FUENTE:

● ● ●

En la hiperrealidad del porno el zoom permite ver realidades que el individuo no puede experimentar en el acto real. En la hiperpolítica el zoom de la prensa nos ha permitido ver modos de vida que no podemos experimentar. En ese sentido lo más refrescante de esta alternancia partidista ha sido ver caer elementos de la simbología de los últimos sexenios. Después de 6 años de una política de set televisivo, se sintió extraño ver a un presidente electo moviéndose libremente entre la gente, reuniéndose con víctimas de violencia y respondiendo preguntas sin intermediación de productores, como si de alguna forma, por primera vez en mucho tiempo, se aceptara la existencia de un mundo externo lleno de complejas y distintas “realidades”.

● ● ●

Entradas de anotación con cuadros delimitadores:
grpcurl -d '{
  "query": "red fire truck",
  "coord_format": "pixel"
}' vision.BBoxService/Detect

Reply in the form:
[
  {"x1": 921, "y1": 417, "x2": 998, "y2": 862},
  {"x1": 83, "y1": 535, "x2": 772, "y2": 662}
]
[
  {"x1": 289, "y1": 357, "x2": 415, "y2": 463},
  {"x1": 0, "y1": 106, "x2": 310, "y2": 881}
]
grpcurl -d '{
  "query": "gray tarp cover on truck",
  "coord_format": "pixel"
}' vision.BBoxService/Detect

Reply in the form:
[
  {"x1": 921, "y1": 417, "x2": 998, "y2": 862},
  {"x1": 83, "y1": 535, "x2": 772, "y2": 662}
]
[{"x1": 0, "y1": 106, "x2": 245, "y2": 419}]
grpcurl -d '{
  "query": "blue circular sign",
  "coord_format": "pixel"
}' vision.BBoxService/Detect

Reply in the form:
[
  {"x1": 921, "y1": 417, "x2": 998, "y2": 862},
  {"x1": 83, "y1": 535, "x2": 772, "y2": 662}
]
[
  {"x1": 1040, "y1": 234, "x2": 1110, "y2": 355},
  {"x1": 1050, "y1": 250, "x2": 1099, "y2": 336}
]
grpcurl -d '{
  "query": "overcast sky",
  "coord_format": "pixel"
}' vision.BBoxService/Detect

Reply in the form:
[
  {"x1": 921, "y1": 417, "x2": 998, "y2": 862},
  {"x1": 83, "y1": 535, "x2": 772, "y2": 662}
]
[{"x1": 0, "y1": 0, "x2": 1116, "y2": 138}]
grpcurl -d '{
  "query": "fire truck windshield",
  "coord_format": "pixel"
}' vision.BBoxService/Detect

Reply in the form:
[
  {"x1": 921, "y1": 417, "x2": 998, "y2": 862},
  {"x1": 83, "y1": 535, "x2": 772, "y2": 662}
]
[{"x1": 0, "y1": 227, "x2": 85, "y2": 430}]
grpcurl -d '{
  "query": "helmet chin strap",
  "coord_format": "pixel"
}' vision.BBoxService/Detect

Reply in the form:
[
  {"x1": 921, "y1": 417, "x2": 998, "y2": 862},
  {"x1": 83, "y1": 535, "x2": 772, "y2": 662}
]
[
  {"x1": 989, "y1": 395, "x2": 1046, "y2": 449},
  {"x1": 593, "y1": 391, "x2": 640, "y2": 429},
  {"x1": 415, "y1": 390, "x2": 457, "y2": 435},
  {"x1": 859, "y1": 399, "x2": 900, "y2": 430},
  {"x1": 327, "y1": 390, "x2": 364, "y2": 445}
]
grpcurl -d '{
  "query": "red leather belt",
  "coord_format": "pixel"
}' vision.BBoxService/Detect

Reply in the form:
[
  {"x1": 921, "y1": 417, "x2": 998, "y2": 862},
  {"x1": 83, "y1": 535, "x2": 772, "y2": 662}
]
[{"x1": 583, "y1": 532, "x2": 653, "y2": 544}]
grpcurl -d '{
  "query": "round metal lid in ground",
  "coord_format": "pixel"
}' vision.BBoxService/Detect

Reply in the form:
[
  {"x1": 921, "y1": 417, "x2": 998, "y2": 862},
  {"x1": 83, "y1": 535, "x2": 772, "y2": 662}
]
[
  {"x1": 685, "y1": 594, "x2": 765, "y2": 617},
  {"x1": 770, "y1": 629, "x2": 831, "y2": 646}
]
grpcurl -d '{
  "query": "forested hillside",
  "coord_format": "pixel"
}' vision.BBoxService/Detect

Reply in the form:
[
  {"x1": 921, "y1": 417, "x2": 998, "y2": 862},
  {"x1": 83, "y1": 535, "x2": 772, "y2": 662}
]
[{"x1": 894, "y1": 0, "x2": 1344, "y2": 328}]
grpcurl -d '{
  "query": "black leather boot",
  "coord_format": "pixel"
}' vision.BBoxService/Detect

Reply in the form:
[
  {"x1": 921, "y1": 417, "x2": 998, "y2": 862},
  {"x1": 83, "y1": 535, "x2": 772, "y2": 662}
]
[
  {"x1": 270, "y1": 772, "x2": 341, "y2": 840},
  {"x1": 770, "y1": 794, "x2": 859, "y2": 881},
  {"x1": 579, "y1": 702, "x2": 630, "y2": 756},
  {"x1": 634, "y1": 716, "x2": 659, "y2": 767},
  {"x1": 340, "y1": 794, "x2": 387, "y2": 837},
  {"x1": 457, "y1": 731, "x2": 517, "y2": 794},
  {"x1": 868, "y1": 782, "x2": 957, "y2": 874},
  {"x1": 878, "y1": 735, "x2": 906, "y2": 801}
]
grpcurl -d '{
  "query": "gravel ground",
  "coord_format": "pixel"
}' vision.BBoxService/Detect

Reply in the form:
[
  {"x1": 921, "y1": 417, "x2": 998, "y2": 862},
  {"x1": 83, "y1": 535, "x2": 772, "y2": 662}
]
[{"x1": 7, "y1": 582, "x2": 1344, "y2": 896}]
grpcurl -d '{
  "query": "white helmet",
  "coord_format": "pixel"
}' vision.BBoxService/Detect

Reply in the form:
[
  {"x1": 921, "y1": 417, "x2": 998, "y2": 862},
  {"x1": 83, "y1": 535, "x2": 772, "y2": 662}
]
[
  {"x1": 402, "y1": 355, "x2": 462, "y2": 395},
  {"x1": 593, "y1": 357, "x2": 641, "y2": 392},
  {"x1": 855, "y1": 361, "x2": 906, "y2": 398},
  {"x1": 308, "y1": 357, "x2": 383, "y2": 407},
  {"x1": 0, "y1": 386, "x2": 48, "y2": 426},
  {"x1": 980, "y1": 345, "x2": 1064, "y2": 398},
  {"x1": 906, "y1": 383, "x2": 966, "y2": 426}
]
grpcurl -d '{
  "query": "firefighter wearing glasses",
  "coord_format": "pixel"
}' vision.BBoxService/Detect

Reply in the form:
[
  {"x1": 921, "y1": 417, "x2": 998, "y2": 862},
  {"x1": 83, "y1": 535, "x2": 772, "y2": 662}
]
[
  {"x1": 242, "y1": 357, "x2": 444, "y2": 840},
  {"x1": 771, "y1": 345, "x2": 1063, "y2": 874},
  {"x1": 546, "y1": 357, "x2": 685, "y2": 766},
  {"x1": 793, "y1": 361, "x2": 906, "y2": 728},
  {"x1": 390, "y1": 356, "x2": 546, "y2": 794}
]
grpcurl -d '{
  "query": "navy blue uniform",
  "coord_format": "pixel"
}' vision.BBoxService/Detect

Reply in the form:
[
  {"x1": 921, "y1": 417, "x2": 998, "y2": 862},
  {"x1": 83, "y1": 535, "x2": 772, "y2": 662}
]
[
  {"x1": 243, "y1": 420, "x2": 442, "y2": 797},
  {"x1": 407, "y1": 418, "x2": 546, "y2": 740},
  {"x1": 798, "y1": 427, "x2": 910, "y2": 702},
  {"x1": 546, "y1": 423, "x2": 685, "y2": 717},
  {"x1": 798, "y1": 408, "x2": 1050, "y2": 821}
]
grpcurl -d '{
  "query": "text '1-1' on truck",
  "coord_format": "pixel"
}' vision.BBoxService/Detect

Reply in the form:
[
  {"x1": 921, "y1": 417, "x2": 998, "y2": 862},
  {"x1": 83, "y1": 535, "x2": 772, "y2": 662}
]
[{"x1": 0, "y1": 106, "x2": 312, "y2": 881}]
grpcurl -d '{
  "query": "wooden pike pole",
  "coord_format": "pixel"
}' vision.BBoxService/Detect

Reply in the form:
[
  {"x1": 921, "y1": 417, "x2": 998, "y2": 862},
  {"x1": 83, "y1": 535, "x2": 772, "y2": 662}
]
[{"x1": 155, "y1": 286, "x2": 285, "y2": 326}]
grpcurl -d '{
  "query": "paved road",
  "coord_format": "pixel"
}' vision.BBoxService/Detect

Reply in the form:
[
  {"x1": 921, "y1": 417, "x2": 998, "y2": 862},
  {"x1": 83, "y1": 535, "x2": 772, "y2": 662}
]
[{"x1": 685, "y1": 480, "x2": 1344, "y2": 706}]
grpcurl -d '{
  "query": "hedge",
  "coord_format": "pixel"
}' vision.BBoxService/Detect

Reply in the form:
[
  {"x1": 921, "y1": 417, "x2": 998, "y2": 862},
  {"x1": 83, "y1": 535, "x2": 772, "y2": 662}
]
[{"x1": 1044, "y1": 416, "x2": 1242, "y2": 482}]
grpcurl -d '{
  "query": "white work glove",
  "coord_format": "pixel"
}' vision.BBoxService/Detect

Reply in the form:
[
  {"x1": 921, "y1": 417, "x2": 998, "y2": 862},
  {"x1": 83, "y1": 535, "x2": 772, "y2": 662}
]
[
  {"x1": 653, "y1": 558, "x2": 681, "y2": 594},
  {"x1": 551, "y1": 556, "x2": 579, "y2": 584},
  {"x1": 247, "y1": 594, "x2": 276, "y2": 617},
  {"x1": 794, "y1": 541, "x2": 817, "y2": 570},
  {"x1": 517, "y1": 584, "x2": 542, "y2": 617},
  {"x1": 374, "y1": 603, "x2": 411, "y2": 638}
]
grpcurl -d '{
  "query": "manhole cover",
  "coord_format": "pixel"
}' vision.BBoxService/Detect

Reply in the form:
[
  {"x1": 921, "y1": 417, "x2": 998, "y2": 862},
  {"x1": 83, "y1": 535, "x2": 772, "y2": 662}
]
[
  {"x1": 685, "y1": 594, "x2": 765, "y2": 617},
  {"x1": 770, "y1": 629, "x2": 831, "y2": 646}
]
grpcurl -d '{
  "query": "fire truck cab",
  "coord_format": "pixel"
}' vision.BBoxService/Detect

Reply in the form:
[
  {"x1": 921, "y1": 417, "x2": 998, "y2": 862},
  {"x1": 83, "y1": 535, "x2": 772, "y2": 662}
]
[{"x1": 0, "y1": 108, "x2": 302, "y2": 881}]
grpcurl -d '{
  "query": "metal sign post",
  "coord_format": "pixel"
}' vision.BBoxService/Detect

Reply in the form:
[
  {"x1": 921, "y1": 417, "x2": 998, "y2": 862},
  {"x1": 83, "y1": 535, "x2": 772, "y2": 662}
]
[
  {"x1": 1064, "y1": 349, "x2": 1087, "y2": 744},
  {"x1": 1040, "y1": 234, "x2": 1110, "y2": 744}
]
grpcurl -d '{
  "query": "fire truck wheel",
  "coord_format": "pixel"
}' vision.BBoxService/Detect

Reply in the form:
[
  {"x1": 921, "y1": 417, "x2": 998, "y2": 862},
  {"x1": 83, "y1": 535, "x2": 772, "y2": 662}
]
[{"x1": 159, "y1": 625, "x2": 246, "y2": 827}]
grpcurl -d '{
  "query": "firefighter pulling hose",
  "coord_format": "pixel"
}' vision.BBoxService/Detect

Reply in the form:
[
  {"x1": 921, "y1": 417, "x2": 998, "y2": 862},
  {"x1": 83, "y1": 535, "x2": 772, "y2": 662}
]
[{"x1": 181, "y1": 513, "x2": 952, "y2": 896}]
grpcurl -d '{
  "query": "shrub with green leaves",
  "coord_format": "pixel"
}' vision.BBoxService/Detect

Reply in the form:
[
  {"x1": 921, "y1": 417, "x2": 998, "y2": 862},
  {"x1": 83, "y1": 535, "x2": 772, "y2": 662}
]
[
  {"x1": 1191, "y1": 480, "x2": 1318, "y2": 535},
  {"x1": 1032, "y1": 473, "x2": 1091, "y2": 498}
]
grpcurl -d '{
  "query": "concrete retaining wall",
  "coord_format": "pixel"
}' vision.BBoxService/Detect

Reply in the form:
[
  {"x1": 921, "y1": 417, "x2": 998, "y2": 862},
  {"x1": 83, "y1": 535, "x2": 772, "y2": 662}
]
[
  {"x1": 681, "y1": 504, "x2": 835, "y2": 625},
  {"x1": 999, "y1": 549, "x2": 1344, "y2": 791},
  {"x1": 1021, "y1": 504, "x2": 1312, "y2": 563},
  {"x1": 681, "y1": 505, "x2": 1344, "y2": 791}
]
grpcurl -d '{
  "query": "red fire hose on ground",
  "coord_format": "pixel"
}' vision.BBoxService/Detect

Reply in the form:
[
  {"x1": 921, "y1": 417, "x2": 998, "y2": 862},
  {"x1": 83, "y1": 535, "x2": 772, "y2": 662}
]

● ● ●

RETO 1: Según el texto sobre la hiperpolítica, ¿por qué se sintió extraño ver a un presidente electo moviéndose libremente entre la gente? Responde en una a tres oraciones.
RETO 2: Prolonga el texto sobre la hiperpolítica a partir de su última oración.

RESPUESTA 1: Se sintió extraño porque venía después de seis años de una política de set televisivo. Verlo moverse entre la gente, reunirse con víctimas de violencia y responder preguntas sin intermediación de productores fue como aceptar, por primera vez en mucho tiempo, la existencia de un mundo externo lleno de complejas y distintas "realidades".

RESPUESTA 2:
Sin embargo, el riesgo de destruir un universo simbólico es que éste sea reemplazado por otro. Es imposible vivir sin símbolos, pero es conveniente un mundo donde los símbolos no sustituyen a aquello que representan. Intercambiar la simbología de la opulencia y el poder por la simbología del tupper y la austeridad solo creará una nueva forma de la hiperpolítica y con ello de la parsimonia política. El gran reto del nuevo gobierno no es reemplazar los símbolos sino cambiarlos por acción. El tupper solo funciona si la realidad que lo vuelve necesario es transformada. No queremos un nuevo globo terráqueo, queremos un nuevo mundo.